> _EXERCISE TASK_: Can you rewrite the material, starting at its first line and ending at the line containing "<point>352,199</point>", with both of those lines and every note in between kept, and with 71 added to each coordinate in the answers? Give only those lines.

* BEGIN *

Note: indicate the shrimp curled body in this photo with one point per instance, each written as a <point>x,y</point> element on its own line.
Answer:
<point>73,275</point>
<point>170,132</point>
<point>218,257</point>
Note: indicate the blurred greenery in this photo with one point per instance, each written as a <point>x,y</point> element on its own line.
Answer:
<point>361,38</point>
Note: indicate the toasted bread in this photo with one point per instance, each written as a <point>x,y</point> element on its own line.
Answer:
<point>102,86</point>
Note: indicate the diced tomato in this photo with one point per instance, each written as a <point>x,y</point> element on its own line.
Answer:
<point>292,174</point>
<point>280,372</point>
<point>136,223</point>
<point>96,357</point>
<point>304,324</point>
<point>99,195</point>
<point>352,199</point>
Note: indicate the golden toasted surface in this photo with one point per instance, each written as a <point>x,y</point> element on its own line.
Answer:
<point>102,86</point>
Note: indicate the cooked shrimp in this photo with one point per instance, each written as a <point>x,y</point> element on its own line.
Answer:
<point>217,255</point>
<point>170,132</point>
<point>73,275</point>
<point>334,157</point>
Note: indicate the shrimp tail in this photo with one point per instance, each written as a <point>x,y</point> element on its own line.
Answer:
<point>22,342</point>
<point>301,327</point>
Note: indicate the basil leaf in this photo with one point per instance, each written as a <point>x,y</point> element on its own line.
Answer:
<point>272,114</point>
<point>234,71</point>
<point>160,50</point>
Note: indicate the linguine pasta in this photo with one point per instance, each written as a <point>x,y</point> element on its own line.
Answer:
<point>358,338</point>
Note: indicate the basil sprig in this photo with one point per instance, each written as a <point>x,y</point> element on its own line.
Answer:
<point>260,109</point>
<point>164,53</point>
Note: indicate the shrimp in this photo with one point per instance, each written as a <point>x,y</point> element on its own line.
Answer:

* END *

> _TASK RESPONSE_:
Note: indicate the shrimp curled body in this photo with one point per instance, each written as a <point>x,y</point> element on its own line.
Answer:
<point>144,346</point>
<point>241,203</point>
<point>289,328</point>
Note: indicate the blurred greenery in this photo with one point per instance, each written as a <point>x,y</point> element on its own line.
Answer:
<point>432,109</point>
Note: indicate the toasted bread in this photo with one point per instance, each written as a <point>x,y</point> element on its own line.
Answer:
<point>173,157</point>
Note: indicate the diced tomato in this photo with one point per instance, each written as a <point>x,y</point> element on its own line.
Answer:
<point>363,245</point>
<point>351,443</point>
<point>207,294</point>
<point>167,428</point>
<point>375,395</point>
<point>170,266</point>
<point>423,270</point>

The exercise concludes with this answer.